- JOB -
Your task is to transcribe the data in full.

---+---

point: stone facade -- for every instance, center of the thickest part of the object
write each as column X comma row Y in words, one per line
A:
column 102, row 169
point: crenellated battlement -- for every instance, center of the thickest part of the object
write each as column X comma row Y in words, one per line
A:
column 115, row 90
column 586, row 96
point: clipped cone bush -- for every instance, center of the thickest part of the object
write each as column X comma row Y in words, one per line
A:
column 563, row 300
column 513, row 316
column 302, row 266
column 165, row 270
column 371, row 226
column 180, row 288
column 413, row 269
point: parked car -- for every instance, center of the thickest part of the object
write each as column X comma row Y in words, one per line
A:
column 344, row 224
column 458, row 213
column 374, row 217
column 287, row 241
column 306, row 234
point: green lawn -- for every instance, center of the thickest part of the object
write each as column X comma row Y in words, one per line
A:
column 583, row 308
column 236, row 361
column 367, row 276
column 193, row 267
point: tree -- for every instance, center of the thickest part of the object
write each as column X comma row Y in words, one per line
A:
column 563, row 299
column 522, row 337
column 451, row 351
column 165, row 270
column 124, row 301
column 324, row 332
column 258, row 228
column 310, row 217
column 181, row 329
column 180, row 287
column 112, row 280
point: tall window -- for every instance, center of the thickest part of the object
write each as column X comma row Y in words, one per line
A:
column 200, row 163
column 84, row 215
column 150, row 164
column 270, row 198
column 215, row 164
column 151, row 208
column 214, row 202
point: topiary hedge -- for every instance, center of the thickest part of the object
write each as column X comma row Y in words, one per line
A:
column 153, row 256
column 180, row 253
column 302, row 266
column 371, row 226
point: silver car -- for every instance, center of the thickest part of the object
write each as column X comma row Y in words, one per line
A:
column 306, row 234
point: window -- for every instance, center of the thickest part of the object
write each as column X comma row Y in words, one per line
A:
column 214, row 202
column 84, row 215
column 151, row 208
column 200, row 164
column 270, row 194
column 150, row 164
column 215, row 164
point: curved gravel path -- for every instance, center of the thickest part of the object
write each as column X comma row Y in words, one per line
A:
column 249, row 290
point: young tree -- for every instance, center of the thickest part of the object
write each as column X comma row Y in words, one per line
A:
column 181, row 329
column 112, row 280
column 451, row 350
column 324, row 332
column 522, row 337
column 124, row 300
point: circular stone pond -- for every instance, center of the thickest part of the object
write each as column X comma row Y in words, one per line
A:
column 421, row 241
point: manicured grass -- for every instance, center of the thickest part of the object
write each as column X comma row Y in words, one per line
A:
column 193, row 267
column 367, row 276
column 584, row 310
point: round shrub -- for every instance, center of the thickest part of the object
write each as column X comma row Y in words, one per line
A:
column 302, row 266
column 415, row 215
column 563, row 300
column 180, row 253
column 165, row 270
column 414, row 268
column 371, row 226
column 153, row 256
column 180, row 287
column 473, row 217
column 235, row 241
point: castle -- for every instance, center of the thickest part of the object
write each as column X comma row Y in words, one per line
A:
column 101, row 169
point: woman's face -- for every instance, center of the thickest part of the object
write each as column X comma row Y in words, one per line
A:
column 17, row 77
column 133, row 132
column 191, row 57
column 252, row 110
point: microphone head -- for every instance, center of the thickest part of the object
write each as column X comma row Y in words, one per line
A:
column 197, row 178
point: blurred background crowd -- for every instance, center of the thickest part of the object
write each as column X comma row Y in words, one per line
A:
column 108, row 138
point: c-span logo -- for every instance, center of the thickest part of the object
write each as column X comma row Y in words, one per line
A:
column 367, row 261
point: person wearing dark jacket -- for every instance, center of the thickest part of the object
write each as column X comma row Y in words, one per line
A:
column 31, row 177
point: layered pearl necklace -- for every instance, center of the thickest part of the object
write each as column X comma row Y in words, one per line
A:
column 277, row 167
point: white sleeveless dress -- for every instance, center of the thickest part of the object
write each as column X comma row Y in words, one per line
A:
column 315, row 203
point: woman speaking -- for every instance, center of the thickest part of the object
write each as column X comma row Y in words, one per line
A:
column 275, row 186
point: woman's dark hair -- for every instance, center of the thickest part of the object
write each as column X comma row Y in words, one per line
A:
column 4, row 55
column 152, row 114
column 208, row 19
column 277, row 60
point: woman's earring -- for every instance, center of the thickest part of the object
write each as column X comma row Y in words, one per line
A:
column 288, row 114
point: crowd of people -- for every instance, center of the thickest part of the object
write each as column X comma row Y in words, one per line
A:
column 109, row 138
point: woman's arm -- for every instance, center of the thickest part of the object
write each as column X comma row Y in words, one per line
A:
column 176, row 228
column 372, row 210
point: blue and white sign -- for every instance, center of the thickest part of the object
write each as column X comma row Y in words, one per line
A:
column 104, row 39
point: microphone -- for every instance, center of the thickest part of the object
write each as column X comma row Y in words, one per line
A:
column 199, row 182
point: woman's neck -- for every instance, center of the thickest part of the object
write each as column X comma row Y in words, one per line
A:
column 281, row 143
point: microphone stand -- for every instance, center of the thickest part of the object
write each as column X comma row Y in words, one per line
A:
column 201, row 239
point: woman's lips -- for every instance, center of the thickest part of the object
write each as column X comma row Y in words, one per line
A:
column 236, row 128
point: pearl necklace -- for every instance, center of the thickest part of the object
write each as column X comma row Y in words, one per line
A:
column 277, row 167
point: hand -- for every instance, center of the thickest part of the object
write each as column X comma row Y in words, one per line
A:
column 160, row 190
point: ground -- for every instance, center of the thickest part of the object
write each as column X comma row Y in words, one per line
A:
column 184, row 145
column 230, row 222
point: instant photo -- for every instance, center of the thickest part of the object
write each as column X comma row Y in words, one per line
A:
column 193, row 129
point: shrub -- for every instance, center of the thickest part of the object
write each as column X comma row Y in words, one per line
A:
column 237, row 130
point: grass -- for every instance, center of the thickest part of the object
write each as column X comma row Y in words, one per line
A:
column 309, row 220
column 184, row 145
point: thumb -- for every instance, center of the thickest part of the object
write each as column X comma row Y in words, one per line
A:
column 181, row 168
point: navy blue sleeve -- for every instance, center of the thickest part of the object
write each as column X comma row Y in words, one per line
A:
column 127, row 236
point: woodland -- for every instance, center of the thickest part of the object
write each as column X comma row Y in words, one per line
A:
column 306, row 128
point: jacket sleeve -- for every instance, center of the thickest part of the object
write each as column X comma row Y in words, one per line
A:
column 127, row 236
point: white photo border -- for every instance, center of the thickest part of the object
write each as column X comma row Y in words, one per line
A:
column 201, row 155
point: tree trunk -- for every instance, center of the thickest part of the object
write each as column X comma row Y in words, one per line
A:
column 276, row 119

---+---

- RESPONSE TO THIS EXERCISE -
point: stone facade -- for every instance, center of the thickest part of the object
write each as column X comma row Y in words, one per line
A:
column 102, row 169
point: crenellated battlement -- for every instance, center of the thickest part of the object
write each as column X comma row Y in words, one per line
A:
column 115, row 90
column 586, row 96
point: clipped cone bush -- for every instance, center of the thickest part of the object
write each as column X comma row Y in words, one per line
A:
column 563, row 300
column 513, row 316
column 302, row 266
column 165, row 270
column 371, row 226
column 180, row 288
column 413, row 269
point: parked car -- for every instance, center of the thickest part of the object
write each as column X comma row Y in words, one per line
A:
column 344, row 224
column 458, row 213
column 374, row 217
column 287, row 241
column 306, row 234
point: green lawn -- for every instance, center of the thickest part of the object
write each as column X comma row Y in words, one per line
A:
column 583, row 308
column 236, row 361
column 367, row 276
column 193, row 267
point: tree -- for every instance, center of the thickest part of the object
write each as column X comma row Y in words, one per line
A:
column 563, row 299
column 522, row 337
column 451, row 351
column 165, row 270
column 124, row 301
column 324, row 332
column 258, row 228
column 310, row 217
column 181, row 329
column 180, row 287
column 112, row 280
point: tall window -- for every instance, center of the thickest part of the object
write each as column X comma row Y in words, one per line
A:
column 200, row 163
column 84, row 215
column 150, row 164
column 270, row 198
column 215, row 164
column 151, row 208
column 214, row 202
point: topiary hedge -- for every instance, center of the thickest part of the object
write each as column X comma row Y in words, one per line
A:
column 153, row 256
column 180, row 253
column 302, row 266
column 371, row 226
point: silver car -- for every instance, center of the thickest part of the object
write each as column X comma row Y in words, one per line
A:
column 306, row 234
point: window -- for every instance, center of the thickest part of the object
write each as column X comma row Y in words, one per line
A:
column 214, row 202
column 84, row 215
column 151, row 208
column 200, row 164
column 270, row 194
column 150, row 164
column 215, row 164
point: curved gravel path -- for every instance, center of the thickest part of the object
write each as column X comma row Y in words, one per line
A:
column 249, row 290
point: young tree -- for every instance, center of the thickest part of the object
write each as column X comma row Y in words, one per line
A:
column 181, row 329
column 112, row 280
column 451, row 350
column 324, row 332
column 522, row 337
column 124, row 300
point: circular stone pond -- for every instance, center of the thickest part of the object
write each as column X comma row Y in words, one per line
A:
column 421, row 241
point: manicured grass -- for every instance, center of the thickest part of the object
write each as column X comma row Y in words, one per line
A:
column 193, row 267
column 367, row 276
column 584, row 310
point: round shrub -- for every instance, center of the thickest part of the object
write each as column X comma row Y in words, one per line
A:
column 302, row 266
column 415, row 215
column 563, row 300
column 180, row 253
column 165, row 270
column 414, row 268
column 371, row 226
column 153, row 256
column 180, row 287
column 473, row 217
column 235, row 241
point: castle -- for every instance, center of the thickest part of the object
write each as column X comma row Y in words, one per line
A:
column 101, row 169
point: woman's face -- for every instance, center of the thickest part of the object
write each as column X comma row Y in words, one per line
A:
column 17, row 77
column 133, row 132
column 191, row 57
column 252, row 110
point: microphone head -- for every instance, center of the thickest part of the object
write each as column X comma row Y in words, one per line
A:
column 197, row 178
point: blurred background crowd -- for every instance, center of the thickest part of the object
write each as column X comma row Y in words, one per line
A:
column 108, row 138
point: c-span logo -- for every instance, center of the thickest part of the object
write each as column X comma row Y in words, one per line
A:
column 367, row 261
point: person wearing dark jacket -- for every instance, center of the thickest part of the object
write each as column X comma row Y in words, one per line
A:
column 31, row 177
point: layered pearl necklace -- for every instance, center of the thickest part of the object
write each as column X comma row Y in words, one per line
A:
column 277, row 167
point: white sleeveless dress -- for every instance, center of the thickest part of the object
write each as column X comma row Y in words, one per line
A:
column 315, row 203
point: woman speaking -- for every instance, center of the thickest part of the object
write each as column X comma row Y in words, one per line
A:
column 275, row 186
point: woman's dark hair -- for every instance, center of the thickest part of the object
write each as column X comma row Y in words, one per line
A:
column 4, row 55
column 152, row 114
column 208, row 19
column 277, row 60
point: woman's earring -- for every instance, center of the thickest part of the object
write each as column X comma row Y in words, one per line
A:
column 288, row 114
point: crowd of people -- for every instance, center of the thickest part of the object
write each as column X comma row Y in words, one per line
A:
column 109, row 138
point: woman's arm -- for every instance, center of the thickest part of the object
write each as column X comma row Y in words, one per line
A:
column 176, row 228
column 372, row 210
point: blue and white sign -- for every instance, center of the thickest part of the object
write each as column X comma row Y in words, one per line
A:
column 104, row 39
point: microphone -- for every instance, center of the thickest part of the object
write each as column X comma row Y in words, one per line
A:
column 199, row 182
point: woman's neck -- for every instance, center of the thickest part of the object
write each as column X comma row Y in words, one per line
A:
column 281, row 143
point: microphone stand -- for every instance, center of the thickest part of the object
write each as column X comma row Y in words, one per line
A:
column 201, row 239
point: woman's lips -- for every instance, center of the thickest part of the object
write each as column X comma row Y in words, one per line
A:
column 236, row 128
point: pearl necklace -- for every instance, center of the thickest part of the object
write each as column X comma row Y in words, one per line
A:
column 277, row 167
point: hand -- for every instance, center of the thickest part of the object
write each as column X comma row Y in words, one per line
A:
column 160, row 190
point: ground -- for every instance, center of the thickest part of the object
write each as column X comma row Y in words, one per line
A:
column 184, row 145
column 230, row 222
point: instant photo -- for every instance, center of the thickest part of the object
write each as column X comma row Y in words, one per line
A:
column 193, row 129
point: shrub -- for every instance, center of the thickest part of the object
write each as column X comma row Y in words, one per line
A:
column 237, row 130
point: grass -- for every instance, center of the thickest part of the object
write each as column X comma row Y in words, one per line
A:
column 309, row 220
column 184, row 145
point: thumb -- for every instance, center of the thickest part of the object
write each as column X comma row Y in words, one per line
A:
column 181, row 168
point: navy blue sleeve -- for every instance, center of the thickest part of the object
write each as column X comma row Y in words, one per line
A:
column 127, row 236
point: woodland -- for every instance, center of the thickest part of the object
write each as column X comma row Y in words, one per line
A:
column 306, row 128
point: jacket sleeve -- for every instance, center of the thickest part of the object
write each as column X comma row Y in words, one per line
A:
column 127, row 236
point: white photo border -- for every instance, center of the thickest part of the object
write each as column X comma row Y in words, one per line
A:
column 201, row 155
point: tree trunk -- for every instance, center of the thickest part of the object
write each as column X comma row Y in words, one per line
A:
column 276, row 119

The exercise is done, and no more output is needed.